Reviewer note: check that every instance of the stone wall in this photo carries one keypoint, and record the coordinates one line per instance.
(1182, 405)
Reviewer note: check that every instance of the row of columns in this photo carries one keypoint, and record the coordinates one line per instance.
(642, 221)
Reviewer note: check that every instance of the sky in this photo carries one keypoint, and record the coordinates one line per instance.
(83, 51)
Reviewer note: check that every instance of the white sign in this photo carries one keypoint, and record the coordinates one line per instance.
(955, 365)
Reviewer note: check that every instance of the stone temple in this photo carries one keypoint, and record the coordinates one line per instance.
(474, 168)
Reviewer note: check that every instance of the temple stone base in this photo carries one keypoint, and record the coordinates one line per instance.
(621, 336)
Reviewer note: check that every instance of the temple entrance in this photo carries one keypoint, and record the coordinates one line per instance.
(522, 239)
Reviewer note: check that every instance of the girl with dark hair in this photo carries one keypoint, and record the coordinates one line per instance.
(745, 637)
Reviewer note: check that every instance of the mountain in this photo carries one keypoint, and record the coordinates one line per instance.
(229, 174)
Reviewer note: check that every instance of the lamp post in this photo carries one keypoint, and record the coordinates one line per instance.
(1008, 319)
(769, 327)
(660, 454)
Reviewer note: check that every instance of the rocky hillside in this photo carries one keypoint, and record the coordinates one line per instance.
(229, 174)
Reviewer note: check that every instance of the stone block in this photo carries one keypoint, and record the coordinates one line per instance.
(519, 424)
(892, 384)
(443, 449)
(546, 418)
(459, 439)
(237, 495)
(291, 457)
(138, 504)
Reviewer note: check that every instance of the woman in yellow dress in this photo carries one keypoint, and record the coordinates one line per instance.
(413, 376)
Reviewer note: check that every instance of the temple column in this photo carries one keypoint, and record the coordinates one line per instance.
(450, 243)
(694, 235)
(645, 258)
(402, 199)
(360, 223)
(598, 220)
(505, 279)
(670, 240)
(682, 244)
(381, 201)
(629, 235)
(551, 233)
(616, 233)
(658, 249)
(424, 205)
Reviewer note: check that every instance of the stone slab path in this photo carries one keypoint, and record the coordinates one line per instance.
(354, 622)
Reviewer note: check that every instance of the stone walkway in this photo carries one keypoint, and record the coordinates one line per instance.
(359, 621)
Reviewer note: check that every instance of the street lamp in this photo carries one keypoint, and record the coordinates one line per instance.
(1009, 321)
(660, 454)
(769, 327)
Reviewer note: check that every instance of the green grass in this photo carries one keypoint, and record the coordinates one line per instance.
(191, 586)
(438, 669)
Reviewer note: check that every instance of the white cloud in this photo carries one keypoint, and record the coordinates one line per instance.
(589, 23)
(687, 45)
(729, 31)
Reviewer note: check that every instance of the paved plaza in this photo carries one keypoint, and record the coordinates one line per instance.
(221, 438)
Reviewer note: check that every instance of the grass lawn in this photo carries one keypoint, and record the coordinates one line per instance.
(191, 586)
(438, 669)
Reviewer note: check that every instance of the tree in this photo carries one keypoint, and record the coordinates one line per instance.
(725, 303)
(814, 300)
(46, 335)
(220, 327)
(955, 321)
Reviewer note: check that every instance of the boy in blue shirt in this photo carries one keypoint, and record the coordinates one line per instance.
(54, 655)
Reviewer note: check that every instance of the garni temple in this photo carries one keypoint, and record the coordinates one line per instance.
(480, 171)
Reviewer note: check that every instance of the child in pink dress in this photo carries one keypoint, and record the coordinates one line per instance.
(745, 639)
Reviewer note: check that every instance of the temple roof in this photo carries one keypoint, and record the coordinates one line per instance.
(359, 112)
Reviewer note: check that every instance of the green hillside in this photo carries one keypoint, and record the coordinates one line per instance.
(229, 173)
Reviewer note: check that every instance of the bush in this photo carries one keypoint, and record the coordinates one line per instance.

########

Task requirements: From the line containing "Reviewer note: check that every instance of the grass" to the last line of the material, please quote every line exactly and only those.

Result below:
Reviewer note: check that every instance of the grass lawn in this photo carries one keypoint, and record the coordinates one line per instance.
(191, 586)
(438, 669)
Reviewer note: check that every instance of the tree in this photo carries one keypoint, and record the coordinates one line per instance.
(725, 303)
(814, 300)
(46, 335)
(220, 327)
(955, 321)
Reviewer note: check that every instance of the boy in blue shirt in this photo carries one keypoint, and record the coordinates one line per instance.
(54, 655)
Reviewer note: check that every instance of the garni temple in this photo carries one keypoint, and record the coordinates one line per instance.
(480, 171)
Reviewer note: check that every instance of the child in pink dress in this photo carries one keypoint, and record the coordinates one line per instance.
(745, 639)
Reviewer note: check that every instance of the temple roof in this photo carries one keypoint, and record the coordinates one line per instance.
(359, 112)
Reviewer note: check that every instance of the green hillside in this photo carries one keypoint, and record the coordinates one line per instance.
(229, 173)
Reviewer note: check that every instance of the bush in this photo carries one keypoint, and record the coordinates one line per instance.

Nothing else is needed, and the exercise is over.